• _課題 A_
トイレ清掃についての文章で、黄ばみや尿石を落とすために使ってきた超強力な酸剤は何ですか。
• _課題 B_
トイレ清掃についての文章から、「今までのトイレ清掃と言えば素」という言葉のあるところで始めて「会社に廻ってきたというわけ。」で終わる部分を、一字も変えずに書き写してください。

• _ページ抜粋_
╔══

第132回

 昨年の今頃に俺は草刈りの仕事に従事している、という話を書いたものだが、俺は今、その続編としてトイレ清掃の仕事に従事している。年輩の方々を使って今度は週二回、学校のトイレを清掃して廻るある役所の事業に携わっているのだ。草刈りと今度のトイレ清掃の間にもいくつかのお役所仕事があり、俺はその度に年輩の皆さん(通称「若林組」と言われてますが(^_^)ずーっと同じメンツなのだ)と一緒に某国(日本だけどな)の機関の研修所の寮を掃除したり某港区で取り壊された機関の建物の守衛をしたりしてきたわけだが、今度のトイレ清掃はいささか勝手が違うのだ。

 今までのトイレ清掃と言えば素人の皆さんがどうしても落としきれない黄ばみや尿石(尿の中に含まれるカルシウム分が配管内に沈着した物。朝顔の目皿を開けてみれば容易にご覧になれます(-_-;))を意地でも落とすと言う事で超強力な酸剤(希塩酸)を使ってきたのだけれども、これの現場ははっきり言って修羅場になるのだ。フタを開けただけで発煙するそれを、ただでさえ狭くて換気の悪いトイレの中で各便器の中に多量に注ぎ込む仕事。さらにそれでも落ちきらない汚れは結局紙ヤスリやらケレン棒で削り取らねばならず、むせるわかぶれるわの大騒ぎ。それでも作業の皆さんはこれを当然のこととして平然と行ってくれるから素晴らしい忍耐力だと思うのだ。俺はどちらかといえば監督職なので、現場には出ているけれどもその辺の苦労はあまり実感していないので・・・。

 さて、そんな生き馬の目を抜くトイレ清掃業界で、ちょっとウサンクサイけれど革新的な方法が俺の居る会社に紹介されたのは今年8月の事だった。先述した尿石や黄ばみなどの原因になる汚れをバクテリアの力によって分解しようとするものなのだが、何とこれは1週間に1回便器や床に撒くだけで臭いが消え、尿石が軟化するのだという。この製品を必ず使え、という入札説明書を受け取った瞬間から近隣の業者には戦慄が走ったね。何しろ誰もこのような物は使った事がなかったし、この製品を使わせるように仕組んだのは埼玉県内の入札なのに都内の業者(それさえ初めは分からなかった)。「一体何処で手に入るのか」「値段が分からないから見積もりが出来ない」「八百長だ」との非難が渦巻く中で、俺は販売元を突き止め、その都内の業者の名前も突き止めて適正な価格を算出してみせたのである。これもひとえにインターネットのお陰なのである。若輩者にも情報の力を与えてくれるインターネットに乾杯だ。で、結局そのおこぼれが俺のいる会社に廻ってきたというわけ。

╚══

• _抽出された一覧_
╔══

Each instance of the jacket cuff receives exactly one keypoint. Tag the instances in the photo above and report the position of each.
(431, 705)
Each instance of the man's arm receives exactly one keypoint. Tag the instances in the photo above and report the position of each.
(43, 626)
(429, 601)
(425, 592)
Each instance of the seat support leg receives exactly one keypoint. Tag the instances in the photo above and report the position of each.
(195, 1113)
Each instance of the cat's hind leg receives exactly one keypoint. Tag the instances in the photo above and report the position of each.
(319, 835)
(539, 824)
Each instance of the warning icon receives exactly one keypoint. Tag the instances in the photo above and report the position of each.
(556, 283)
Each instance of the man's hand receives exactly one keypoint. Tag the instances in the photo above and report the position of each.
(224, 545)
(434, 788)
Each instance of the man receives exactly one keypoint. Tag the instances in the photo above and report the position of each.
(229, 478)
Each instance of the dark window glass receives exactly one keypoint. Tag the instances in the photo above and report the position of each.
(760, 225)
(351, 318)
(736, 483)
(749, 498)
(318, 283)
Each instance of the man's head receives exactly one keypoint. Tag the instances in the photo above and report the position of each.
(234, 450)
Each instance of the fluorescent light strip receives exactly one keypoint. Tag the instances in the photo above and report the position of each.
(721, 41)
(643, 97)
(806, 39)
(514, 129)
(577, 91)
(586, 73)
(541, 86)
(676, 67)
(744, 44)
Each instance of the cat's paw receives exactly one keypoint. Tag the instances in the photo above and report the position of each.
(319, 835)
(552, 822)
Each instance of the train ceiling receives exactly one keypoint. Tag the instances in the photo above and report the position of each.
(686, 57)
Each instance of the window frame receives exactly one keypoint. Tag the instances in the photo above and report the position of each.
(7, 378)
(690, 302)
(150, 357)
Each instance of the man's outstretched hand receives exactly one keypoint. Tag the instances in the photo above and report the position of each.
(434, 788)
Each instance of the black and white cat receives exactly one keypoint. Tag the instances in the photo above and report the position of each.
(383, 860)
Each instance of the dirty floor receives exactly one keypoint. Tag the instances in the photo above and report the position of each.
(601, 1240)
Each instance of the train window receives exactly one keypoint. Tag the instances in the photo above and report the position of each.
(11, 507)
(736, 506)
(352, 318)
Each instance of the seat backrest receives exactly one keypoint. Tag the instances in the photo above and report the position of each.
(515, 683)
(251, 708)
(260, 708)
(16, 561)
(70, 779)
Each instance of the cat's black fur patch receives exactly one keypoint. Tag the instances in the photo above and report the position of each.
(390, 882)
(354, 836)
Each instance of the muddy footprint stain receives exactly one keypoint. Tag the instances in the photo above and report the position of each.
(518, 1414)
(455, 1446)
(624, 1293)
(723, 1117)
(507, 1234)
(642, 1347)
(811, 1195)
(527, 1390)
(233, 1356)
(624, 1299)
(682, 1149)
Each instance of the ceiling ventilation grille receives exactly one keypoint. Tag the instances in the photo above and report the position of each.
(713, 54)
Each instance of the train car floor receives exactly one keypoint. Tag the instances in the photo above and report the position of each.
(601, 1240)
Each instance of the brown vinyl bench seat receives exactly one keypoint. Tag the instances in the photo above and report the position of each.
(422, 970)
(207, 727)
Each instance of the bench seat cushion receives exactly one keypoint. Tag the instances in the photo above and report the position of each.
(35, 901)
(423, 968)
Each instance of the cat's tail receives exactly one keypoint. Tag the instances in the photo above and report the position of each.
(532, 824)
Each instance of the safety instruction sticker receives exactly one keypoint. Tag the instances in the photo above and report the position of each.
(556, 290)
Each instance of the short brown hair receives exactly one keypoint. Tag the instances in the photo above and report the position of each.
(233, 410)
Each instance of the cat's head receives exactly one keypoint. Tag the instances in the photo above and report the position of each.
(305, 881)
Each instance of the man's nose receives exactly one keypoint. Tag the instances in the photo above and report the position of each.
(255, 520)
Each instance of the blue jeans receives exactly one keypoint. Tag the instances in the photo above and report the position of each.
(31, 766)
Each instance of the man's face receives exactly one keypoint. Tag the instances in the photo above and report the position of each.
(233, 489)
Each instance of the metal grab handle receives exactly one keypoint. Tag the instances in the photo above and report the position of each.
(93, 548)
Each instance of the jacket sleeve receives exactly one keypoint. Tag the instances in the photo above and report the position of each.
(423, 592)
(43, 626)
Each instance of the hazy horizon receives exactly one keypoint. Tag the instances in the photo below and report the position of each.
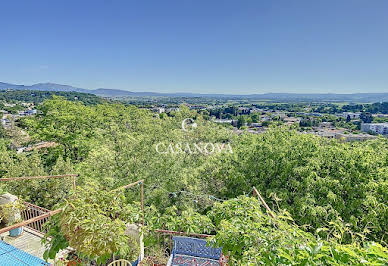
(215, 47)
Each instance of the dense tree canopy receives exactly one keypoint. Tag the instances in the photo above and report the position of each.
(323, 184)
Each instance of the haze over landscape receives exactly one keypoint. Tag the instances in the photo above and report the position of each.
(217, 46)
(193, 132)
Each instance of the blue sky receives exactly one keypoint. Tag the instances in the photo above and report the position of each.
(205, 46)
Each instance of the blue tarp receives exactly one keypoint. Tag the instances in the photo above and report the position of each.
(11, 256)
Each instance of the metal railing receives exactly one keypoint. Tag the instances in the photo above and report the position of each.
(32, 211)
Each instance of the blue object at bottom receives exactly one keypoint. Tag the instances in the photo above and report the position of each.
(11, 256)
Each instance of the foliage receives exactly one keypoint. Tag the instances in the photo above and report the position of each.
(250, 237)
(336, 192)
(93, 221)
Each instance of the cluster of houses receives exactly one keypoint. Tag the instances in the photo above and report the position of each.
(6, 117)
(375, 128)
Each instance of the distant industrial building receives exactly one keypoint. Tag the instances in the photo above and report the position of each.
(376, 128)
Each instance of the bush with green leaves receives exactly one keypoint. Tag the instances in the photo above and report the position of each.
(93, 221)
(251, 237)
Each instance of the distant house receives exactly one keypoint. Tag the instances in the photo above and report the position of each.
(226, 121)
(5, 122)
(350, 114)
(172, 109)
(376, 128)
(354, 137)
(28, 112)
(158, 110)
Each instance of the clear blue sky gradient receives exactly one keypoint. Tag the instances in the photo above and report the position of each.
(205, 46)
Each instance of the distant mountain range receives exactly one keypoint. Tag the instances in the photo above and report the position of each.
(282, 97)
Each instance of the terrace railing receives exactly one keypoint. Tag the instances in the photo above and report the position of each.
(32, 211)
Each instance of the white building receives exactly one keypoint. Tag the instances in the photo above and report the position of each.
(378, 128)
(350, 114)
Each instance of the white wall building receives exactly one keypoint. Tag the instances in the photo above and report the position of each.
(378, 128)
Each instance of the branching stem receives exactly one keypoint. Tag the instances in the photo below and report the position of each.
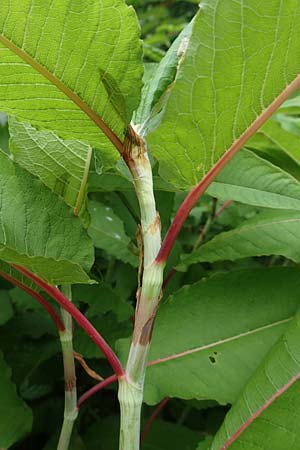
(78, 317)
(58, 323)
(70, 411)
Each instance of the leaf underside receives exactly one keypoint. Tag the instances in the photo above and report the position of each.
(71, 81)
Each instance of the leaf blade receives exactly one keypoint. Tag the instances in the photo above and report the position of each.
(219, 69)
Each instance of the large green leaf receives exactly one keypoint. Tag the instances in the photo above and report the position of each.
(62, 61)
(255, 181)
(277, 426)
(107, 232)
(62, 165)
(38, 230)
(219, 91)
(277, 137)
(15, 416)
(210, 337)
(271, 233)
(161, 436)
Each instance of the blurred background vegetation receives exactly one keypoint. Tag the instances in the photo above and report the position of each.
(161, 22)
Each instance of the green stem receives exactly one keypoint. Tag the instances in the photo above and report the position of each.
(70, 411)
(131, 387)
(130, 398)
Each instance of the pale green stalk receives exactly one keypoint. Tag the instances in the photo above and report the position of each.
(70, 411)
(131, 387)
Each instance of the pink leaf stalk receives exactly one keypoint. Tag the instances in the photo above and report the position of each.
(98, 387)
(38, 297)
(78, 317)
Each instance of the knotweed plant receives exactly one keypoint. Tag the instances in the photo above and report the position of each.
(88, 119)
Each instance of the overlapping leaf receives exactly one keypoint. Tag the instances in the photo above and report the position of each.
(38, 230)
(69, 65)
(272, 233)
(219, 91)
(15, 416)
(107, 231)
(273, 395)
(255, 181)
(210, 337)
(62, 165)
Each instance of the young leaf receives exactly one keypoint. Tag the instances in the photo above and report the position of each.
(271, 233)
(267, 412)
(71, 67)
(255, 181)
(38, 230)
(62, 165)
(212, 335)
(218, 93)
(157, 85)
(15, 416)
(107, 231)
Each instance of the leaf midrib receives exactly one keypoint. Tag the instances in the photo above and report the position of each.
(65, 89)
(220, 342)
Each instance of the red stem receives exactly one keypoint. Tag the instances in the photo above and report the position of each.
(198, 190)
(78, 317)
(169, 278)
(260, 411)
(221, 209)
(38, 297)
(153, 416)
(96, 389)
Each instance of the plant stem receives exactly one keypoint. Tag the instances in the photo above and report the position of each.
(71, 411)
(200, 188)
(205, 229)
(131, 398)
(78, 317)
(98, 387)
(60, 326)
(148, 296)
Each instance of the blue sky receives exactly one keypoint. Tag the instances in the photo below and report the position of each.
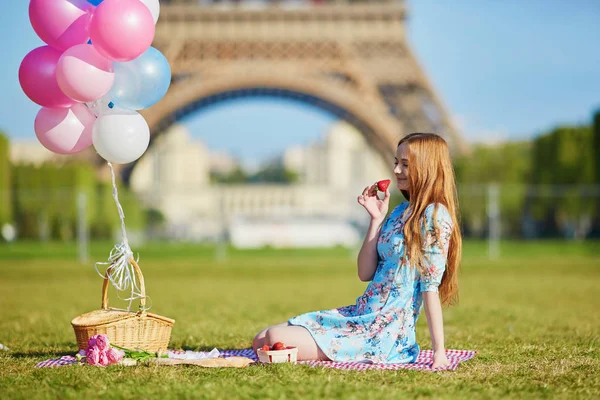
(505, 69)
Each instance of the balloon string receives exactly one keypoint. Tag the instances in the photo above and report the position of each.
(122, 273)
(119, 208)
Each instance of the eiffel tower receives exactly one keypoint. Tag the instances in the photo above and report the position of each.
(348, 57)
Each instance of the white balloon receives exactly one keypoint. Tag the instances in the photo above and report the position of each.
(154, 8)
(121, 138)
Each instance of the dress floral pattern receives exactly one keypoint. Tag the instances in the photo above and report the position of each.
(380, 327)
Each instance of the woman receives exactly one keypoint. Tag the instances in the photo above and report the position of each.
(411, 259)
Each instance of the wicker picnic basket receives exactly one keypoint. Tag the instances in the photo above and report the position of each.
(133, 330)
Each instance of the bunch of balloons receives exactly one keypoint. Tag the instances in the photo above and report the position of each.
(96, 70)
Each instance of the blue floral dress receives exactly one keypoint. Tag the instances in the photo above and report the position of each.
(380, 327)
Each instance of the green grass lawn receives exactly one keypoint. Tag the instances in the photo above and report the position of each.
(533, 316)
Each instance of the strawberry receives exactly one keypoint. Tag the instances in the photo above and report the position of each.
(278, 346)
(383, 185)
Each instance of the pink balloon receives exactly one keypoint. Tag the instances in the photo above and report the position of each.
(83, 74)
(61, 23)
(122, 30)
(65, 130)
(37, 76)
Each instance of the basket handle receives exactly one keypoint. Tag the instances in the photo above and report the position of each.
(138, 272)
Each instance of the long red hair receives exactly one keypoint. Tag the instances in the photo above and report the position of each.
(431, 181)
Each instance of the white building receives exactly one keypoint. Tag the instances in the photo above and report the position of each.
(173, 177)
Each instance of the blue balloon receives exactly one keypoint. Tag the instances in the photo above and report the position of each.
(142, 82)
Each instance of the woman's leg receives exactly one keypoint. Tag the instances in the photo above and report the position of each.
(297, 336)
(259, 339)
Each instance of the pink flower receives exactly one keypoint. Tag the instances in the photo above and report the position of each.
(103, 359)
(114, 355)
(92, 341)
(102, 342)
(93, 355)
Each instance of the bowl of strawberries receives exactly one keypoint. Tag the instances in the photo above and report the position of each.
(278, 353)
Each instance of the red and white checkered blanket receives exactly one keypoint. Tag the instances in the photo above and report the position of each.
(423, 363)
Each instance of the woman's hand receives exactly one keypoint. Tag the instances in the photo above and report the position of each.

╚══

• _結果 A_
希塩酸です。

• _結果 B_
今までのトイレ清掃と言えば素人の皆さんがどうしても落としきれない黄ばみや尿石(尿の中に含まれるカルシウム分が配管内に沈着した物。朝顔の目皿を開けてみれば容易にご覧になれます(-_-;))を意地でも落とすと言う事で超強力な酸剤(希塩酸)を使ってきたのだけれども、これの現場ははっきり言って修羅場になるのだ。フタを開けただけで発煙するそれを、ただでさえ狭くて換気の悪いトイレの中で各便器の中に多量に注ぎ込む仕事。さらにそれでも落ちきらない汚れは結局紙ヤスリやらケレン棒で削り取らねばならず、むせるわかぶれるわの大騒ぎ。それでも作業の皆さんはこれを当然のこととして平然と行ってくれるから素晴らしい忍耐力だと思うのだ。俺はどちらかといえば監督職なので、現場には出ているけれどもその辺の苦労はあまり実感していないので・・・。

 さて、そんな生き馬の目を抜くトイレ清掃業界で、ちょっとウサンクサイけれど革新的な方法が俺の居る会社に紹介されたのは今年8月の事だった。先述した尿石や黄ばみなどの原因になる汚れをバクテリアの力によって分解しようとするものなのだが、何とこれは1週間に1回便器や床に撒くだけで臭いが消え、尿石が軟化するのだという。この製品を必ず使え、という入札説明書を受け取った瞬間から近隣の業者には戦慄が走ったね。何しろ誰もこのような物は使った事がなかったし、この製品を使わせるように仕組んだのは埼玉県内の入札なのに都内の業者(それさえ初めは分からなかった)。「一体何処で手に入るのか」「値段が分からないから見積もりが出来ない」「八百長だ」との非難が渦巻く中で、俺は販売元を突き止め、その都内の業者の名前も突き止めて適正な価格を算出してみせたのである。これもひとえにインターネットのお陰なのである。若輩者にも情報の力を与えてくれるインターネットに乾杯だ。で、結局そのおこぼれが俺のいる会社に廻ってきたというわけ。